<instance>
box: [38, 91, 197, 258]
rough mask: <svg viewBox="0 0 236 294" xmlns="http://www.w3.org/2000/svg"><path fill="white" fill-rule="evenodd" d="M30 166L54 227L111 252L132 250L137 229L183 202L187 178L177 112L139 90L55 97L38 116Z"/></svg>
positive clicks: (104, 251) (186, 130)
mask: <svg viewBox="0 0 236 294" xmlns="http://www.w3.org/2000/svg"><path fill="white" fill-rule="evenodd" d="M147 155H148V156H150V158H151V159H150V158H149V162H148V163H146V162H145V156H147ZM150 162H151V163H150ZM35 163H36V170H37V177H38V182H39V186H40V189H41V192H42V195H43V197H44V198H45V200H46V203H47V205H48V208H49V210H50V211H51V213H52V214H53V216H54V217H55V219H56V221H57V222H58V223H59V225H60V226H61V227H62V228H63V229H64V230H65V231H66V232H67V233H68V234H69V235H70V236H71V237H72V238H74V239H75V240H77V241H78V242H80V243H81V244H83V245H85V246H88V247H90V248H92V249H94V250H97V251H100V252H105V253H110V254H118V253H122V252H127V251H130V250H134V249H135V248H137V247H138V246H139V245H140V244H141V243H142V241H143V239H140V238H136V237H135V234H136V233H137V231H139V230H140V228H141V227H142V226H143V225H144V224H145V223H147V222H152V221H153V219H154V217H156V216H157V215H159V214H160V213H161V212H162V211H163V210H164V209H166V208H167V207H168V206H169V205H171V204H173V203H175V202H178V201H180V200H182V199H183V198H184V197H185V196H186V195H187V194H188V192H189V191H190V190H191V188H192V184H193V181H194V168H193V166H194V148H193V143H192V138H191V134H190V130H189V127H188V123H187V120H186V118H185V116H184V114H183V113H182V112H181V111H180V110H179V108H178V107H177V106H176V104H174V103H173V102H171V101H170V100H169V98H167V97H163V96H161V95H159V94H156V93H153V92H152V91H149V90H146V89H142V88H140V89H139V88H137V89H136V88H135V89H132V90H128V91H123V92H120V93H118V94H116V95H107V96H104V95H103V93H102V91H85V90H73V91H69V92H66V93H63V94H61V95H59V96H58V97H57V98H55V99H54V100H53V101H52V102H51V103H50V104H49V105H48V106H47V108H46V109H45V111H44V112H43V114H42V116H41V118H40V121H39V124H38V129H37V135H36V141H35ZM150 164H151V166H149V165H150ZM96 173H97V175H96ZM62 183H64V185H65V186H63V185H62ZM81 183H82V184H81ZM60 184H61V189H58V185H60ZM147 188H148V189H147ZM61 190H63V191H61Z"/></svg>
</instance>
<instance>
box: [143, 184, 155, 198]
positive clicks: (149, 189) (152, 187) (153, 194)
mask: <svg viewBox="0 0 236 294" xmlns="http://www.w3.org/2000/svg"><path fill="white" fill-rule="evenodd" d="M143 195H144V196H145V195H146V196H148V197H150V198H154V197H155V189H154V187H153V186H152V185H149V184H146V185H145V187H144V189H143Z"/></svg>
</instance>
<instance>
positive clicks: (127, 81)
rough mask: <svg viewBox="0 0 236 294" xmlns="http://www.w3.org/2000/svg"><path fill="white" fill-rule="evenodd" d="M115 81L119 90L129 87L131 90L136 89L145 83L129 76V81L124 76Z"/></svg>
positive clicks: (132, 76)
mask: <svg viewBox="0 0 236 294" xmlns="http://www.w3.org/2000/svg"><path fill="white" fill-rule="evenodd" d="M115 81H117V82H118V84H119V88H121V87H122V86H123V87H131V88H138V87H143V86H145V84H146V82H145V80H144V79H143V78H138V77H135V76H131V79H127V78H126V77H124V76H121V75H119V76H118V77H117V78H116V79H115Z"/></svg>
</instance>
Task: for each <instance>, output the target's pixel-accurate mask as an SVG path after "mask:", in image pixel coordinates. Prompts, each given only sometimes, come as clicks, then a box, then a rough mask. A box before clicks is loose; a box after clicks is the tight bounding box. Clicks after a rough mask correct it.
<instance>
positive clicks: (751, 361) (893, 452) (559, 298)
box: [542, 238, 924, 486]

══════════════════════════════

## Task objective
Set down only the lines from the line with "box: [143, 184, 155, 198]" through the last line of the data above, keeping both the first and the last.

## Response below
box: [143, 184, 155, 198]
positive clicks: (149, 189) (152, 187) (153, 194)
mask: <svg viewBox="0 0 236 294" xmlns="http://www.w3.org/2000/svg"><path fill="white" fill-rule="evenodd" d="M143 195H144V196H145V195H146V196H148V197H150V198H154V197H155V189H154V187H153V186H152V185H149V184H146V185H145V187H144V189H143Z"/></svg>
</instance>
<instance>
positive clicks: (127, 81)
rough mask: <svg viewBox="0 0 236 294" xmlns="http://www.w3.org/2000/svg"><path fill="white" fill-rule="evenodd" d="M115 81L119 90L129 87L131 90L136 89L145 83L129 76V81L124 76Z"/></svg>
positive clicks: (132, 76)
mask: <svg viewBox="0 0 236 294" xmlns="http://www.w3.org/2000/svg"><path fill="white" fill-rule="evenodd" d="M115 81H117V82H118V84H119V88H121V87H122V86H123V87H131V88H138V87H143V86H145V84H146V82H145V80H144V79H143V78H138V77H135V76H131V79H127V78H126V77H124V76H121V75H119V76H118V77H117V78H116V79H115Z"/></svg>
</instance>
Task: for each <instance>, output the target's pixel-accurate mask as an SVG path after "mask:", in image pixel coordinates. Prompts, each given only sometimes, come as clicks, then a box, then a rough mask. A box before clicks is loose; a box after clicks is the tight bounding box. Clicks after a rough mask correct it.
<instance>
positive clicks: (751, 361) (893, 452) (559, 298)
box: [542, 238, 924, 486]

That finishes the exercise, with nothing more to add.